Update each of the records by changing "dining table" to "kitchen table" and leaving everything else as it is.

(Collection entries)
#####

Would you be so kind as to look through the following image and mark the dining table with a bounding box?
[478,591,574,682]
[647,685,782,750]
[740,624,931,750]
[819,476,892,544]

#####

[RESULT OF THIS EXERCISE]
Would you be so kind as to look through the following image and mark the kitchen table with a bounding box?
[478,591,574,682]
[647,685,782,750]
[740,624,931,750]
[819,476,892,544]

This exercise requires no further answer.